[Start Dataset rows]
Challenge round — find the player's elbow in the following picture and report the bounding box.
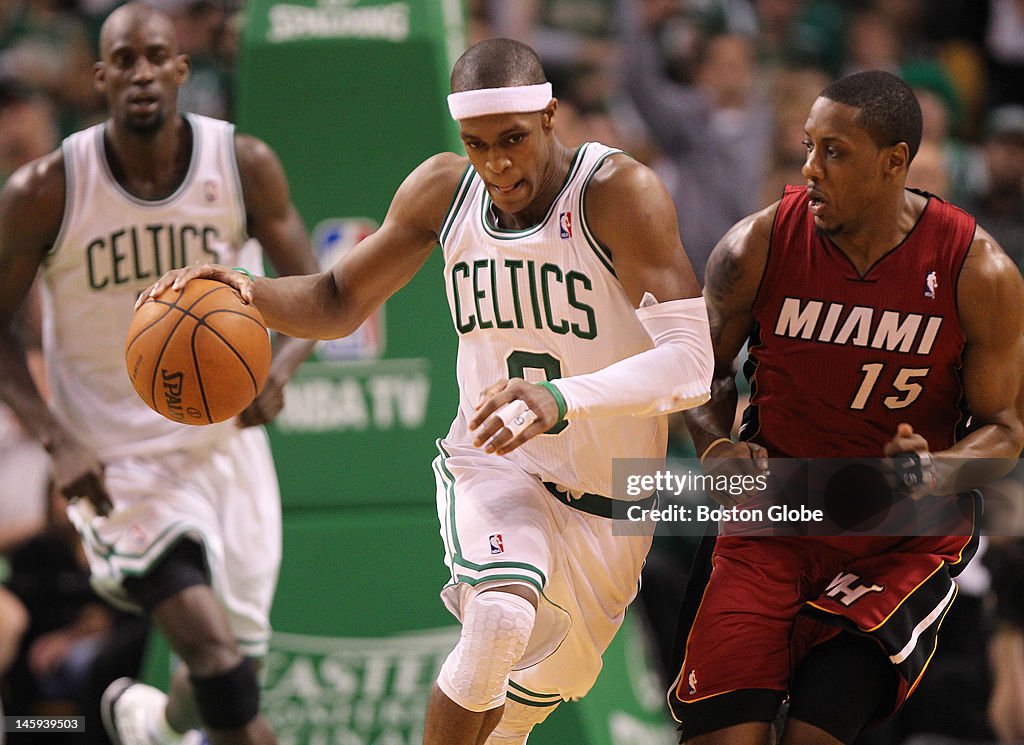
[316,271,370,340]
[End Dataset rows]
[Start Dataset rows]
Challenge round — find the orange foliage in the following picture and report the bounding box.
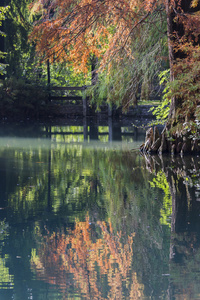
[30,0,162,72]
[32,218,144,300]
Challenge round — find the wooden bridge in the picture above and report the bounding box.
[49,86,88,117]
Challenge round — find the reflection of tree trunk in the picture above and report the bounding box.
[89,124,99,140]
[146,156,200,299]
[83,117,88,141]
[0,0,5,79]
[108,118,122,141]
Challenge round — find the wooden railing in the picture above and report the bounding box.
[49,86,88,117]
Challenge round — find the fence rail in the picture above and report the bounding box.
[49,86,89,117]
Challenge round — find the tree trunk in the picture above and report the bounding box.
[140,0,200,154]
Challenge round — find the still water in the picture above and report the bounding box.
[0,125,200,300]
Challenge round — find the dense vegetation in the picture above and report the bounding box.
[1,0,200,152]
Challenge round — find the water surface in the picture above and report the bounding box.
[End Dataset rows]
* **What this task involves**
Rescale the listing between the lines holding "Challenge round — find the reflection" and "Challenge round — find the water", inclusive. Reproduce each of those lines, requests included, but multiply every bounding-box coordinate in the answers by 2.5 and round it to a whole number, with halves rounded up.

* **Exercise answer**
Challenge round — find the reflection of tree trunk in the picture above and report the bounding box.
[223,310,248,350]
[365,390,500,748]
[208,293,220,353]
[0,0,13,198]
[270,295,305,353]
Challenge round — find the wooden railing in the picture above and report the bounding box.
[123,215,220,293]
Challenge round — find the fence rail in the picture above and report the bounding box.
[123,215,223,293]
Challenge round — find the tree trunk in the picture above and report the bounding box.
[350,0,500,385]
Challenge round — find the still water in the picture above and report the bounding box.
[0,313,500,750]
Challenge round — find the dense vegetation in the picture above and report the bounding box.
[3,0,500,380]
Challenge round — find the water surface in the picture above and report the bounding box.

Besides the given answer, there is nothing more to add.